Point annotation listing:

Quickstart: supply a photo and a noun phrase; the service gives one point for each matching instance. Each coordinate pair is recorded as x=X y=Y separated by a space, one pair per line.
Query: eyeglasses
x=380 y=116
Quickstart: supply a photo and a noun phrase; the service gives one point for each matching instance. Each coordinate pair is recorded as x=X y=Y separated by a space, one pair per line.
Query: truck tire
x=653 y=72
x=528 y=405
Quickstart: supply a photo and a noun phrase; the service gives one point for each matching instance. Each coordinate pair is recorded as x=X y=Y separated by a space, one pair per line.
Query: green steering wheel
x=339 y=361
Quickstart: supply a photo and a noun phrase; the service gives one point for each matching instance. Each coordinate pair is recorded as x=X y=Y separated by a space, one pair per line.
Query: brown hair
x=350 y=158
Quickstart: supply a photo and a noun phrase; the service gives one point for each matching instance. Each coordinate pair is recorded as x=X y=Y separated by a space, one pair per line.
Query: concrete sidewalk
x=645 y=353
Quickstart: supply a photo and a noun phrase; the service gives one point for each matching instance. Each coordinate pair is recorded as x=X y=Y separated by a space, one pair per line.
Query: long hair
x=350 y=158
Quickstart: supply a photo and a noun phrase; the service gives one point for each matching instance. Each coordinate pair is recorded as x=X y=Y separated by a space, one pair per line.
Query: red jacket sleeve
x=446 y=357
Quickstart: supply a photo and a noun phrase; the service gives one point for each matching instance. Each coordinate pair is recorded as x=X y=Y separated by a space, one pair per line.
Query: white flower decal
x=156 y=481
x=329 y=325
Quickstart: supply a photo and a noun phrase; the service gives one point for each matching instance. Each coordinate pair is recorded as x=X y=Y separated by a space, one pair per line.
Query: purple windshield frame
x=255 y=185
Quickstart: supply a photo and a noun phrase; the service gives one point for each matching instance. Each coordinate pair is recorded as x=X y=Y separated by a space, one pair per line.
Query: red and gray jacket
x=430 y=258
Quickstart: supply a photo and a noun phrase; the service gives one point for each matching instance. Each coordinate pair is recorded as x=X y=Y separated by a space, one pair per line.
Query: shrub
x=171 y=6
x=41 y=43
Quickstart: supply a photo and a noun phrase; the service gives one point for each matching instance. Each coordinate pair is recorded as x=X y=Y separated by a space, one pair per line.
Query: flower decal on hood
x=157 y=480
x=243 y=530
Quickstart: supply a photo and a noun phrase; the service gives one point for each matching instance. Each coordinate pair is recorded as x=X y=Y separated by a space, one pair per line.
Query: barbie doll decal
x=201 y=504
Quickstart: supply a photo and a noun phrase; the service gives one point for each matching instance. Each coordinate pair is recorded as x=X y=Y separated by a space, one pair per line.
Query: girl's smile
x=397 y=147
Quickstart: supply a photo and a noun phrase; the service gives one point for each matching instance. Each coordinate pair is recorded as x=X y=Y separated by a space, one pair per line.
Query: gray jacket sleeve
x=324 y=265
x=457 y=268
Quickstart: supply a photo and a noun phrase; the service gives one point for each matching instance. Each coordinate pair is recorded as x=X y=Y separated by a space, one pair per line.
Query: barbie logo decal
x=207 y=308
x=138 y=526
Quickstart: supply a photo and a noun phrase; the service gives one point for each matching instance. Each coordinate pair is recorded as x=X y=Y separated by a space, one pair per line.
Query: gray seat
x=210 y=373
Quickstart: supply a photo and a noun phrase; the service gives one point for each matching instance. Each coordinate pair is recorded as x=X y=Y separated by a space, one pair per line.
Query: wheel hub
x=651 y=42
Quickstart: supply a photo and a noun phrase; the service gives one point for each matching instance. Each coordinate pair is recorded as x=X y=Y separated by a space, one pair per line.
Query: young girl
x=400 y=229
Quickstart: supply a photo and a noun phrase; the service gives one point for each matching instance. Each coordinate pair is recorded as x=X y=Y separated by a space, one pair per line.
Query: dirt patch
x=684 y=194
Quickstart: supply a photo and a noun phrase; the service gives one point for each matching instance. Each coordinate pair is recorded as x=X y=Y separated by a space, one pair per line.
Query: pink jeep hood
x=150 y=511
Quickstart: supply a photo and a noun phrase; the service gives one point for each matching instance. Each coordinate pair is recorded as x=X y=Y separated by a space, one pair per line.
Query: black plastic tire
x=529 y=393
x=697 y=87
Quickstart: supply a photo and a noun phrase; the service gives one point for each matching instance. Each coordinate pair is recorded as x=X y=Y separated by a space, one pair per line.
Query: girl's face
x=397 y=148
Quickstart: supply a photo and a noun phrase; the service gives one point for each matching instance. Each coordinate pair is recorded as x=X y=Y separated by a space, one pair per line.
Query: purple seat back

Task description:
Convert every line of the listing above into a JSON list of strings, one string per line, leaving out blank lines.

Result:
[
  "Quickstart: supply a photo and a noun phrase; the service gives one point for each matching instance. Each coordinate pair is recorded as x=X y=Y separated by a space, one pair per line.",
  "Query: eyeglasses",
  "x=380 y=116",
  "Quickstart: supply a photo and a noun phrase; the service gives one point for each matching instance. Each coordinate pair is recorded as x=X y=Y separated by a space, one pair per line.",
  "Query: truck tire",
  "x=653 y=72",
  "x=528 y=405",
  "Quickstart: supply a photo and a noun phrase; the service gives one point for each matching instance. Each coordinate pair is recorded as x=X y=Y separated by a space, one pair per line.",
  "Query: green steering wheel",
  "x=339 y=361",
  "Quickstart: supply a photo and a noun phrase; the service gives one point for each matching instance. Each coordinate pair is recorded as x=X y=Y separated by a space, one pair per line.",
  "Query: brown hair",
  "x=350 y=158",
  "Quickstart: supply a photo and a noun phrase; the service gives one point for each matching instance. Each coordinate pair is recorded as x=X y=Y separated by a space, one pair per line.",
  "Query: concrete sidewalk",
  "x=645 y=353",
  "Quickstart: supply a photo and a noun phrase; the service gives one point for each matching instance. Each coordinate pair is recorded as x=X y=Y separated by a space, one pair per line.",
  "Query: long hair",
  "x=350 y=158",
  "Quickstart: supply a photo and a noun phrase; the service gives one point for each matching instance. Each coordinate pair is recorded as x=X y=Y separated by a space, one pair per line.",
  "Query: red jacket sleeve",
  "x=446 y=357",
  "Quickstart: supply a photo and a noun phrase; the service gives one point for each matching instance. Each coordinate pair is recorded as x=X y=Y separated by a space, one pair per line.",
  "Query: white flower decal",
  "x=156 y=481",
  "x=329 y=325",
  "Quickstart: supply a photo and a noun phrase; the service gives one point for each matching instance. Each coordinate pair is recorded as x=X y=Y separated by a space, one pair per line.",
  "Query: purple windshield frame",
  "x=255 y=185",
  "Quickstart: supply a photo and a noun phrase; the service gives one point for each matching instance. Each coordinate pair is recorded as x=X y=Y separated by a space, one pair per line.",
  "Query: red and gray jacket",
  "x=430 y=258",
  "Quickstart: supply a photo and a noun phrase; the service gives one point for each matching instance. Each coordinate pair is recorded as x=X y=Y separated by a space, one pair per line.",
  "Query: shrub",
  "x=171 y=6",
  "x=41 y=43",
  "Quickstart: supply a photo and a noun phrase; the service gives one point for each matching instance. Each coordinate pair is recorded as x=X y=Y separated by a space, one pair per line.",
  "Query: flower decal on hood",
  "x=157 y=480",
  "x=243 y=530",
  "Quickstart: supply a photo and a noun phrase; the service gives one point for each matching instance. Each coordinate pair is recorded as x=X y=Y separated by a space, one pair per line.",
  "Query: barbie doll decal",
  "x=201 y=504",
  "Quickstart: supply a photo and a noun phrase; the service gives one point for each matching instance. Each coordinate pair is recorded as x=X y=Y separated by a space, one pair per line.",
  "Query: girl's smile",
  "x=397 y=147",
  "Quickstart: supply a photo and a noun phrase; the service gives one point for each matching instance. Each coordinate pair is recorded as x=X y=Y separated by a space, one pair per line.",
  "Query: gray jacket sleeve",
  "x=324 y=265",
  "x=457 y=268",
  "Quickstart: supply a photo and a noun phrase; the service gives one point for each matching instance. Each coordinate pair is recorded as x=X y=Y separated by a space, one pair per line.",
  "Query: barbie logo decal",
  "x=207 y=308",
  "x=138 y=526",
  "Quickstart: supply a photo and a noun phrase; the service gives one point for each matching instance. Each coordinate pair is recorded as x=X y=Y separated by a space, one pair per line.",
  "Query: gray seat",
  "x=210 y=373",
  "Quickstart: supply a photo and a noun phrase; the service gives one point for each matching instance. Each coordinate pair is recorded as x=X y=Y separated by a space, one pair per line.",
  "Query: wheel hub",
  "x=651 y=42",
  "Quickstart: supply a photo and a noun phrase; the service gives one point for each matching instance. Each coordinate pair is recorded as x=X y=Y separated by a space, one pair per line.",
  "Query: young girl",
  "x=400 y=229",
  "Quickstart: supply a photo and a noun phrase; the service gives one point for each matching instance. Each coordinate pair is recorded as x=X y=Y separated by a space, one pair per line.",
  "Query: dirt patch",
  "x=684 y=194",
  "Quickstart: supply a photo and a noun phrase; the service gives one point for each matching instance. Each coordinate pair is recorded as x=X y=Y separated by a space, one pair per line.",
  "Query: pink jeep hood",
  "x=150 y=511",
  "Quickstart: supply a photo and a noun phrase; the service gives one point for each matching instance. Each coordinate pair is recorded as x=X y=Y separated by a space, one pair per line.",
  "Query: black plastic tire",
  "x=529 y=393",
  "x=697 y=87",
  "Quickstart: supply a photo and a noun phrase; the service gives one point for each matching instance. Each coordinate pair is recorded as x=X y=Y separated by a space, one pair per line.",
  "Query: girl's face",
  "x=397 y=148",
  "Quickstart: supply a photo and a noun phrase; the service gives one point for each matching instance. Each coordinate pair is recorded as x=X y=Y separated by a space, one pair per line.",
  "Query: purple seat back"
]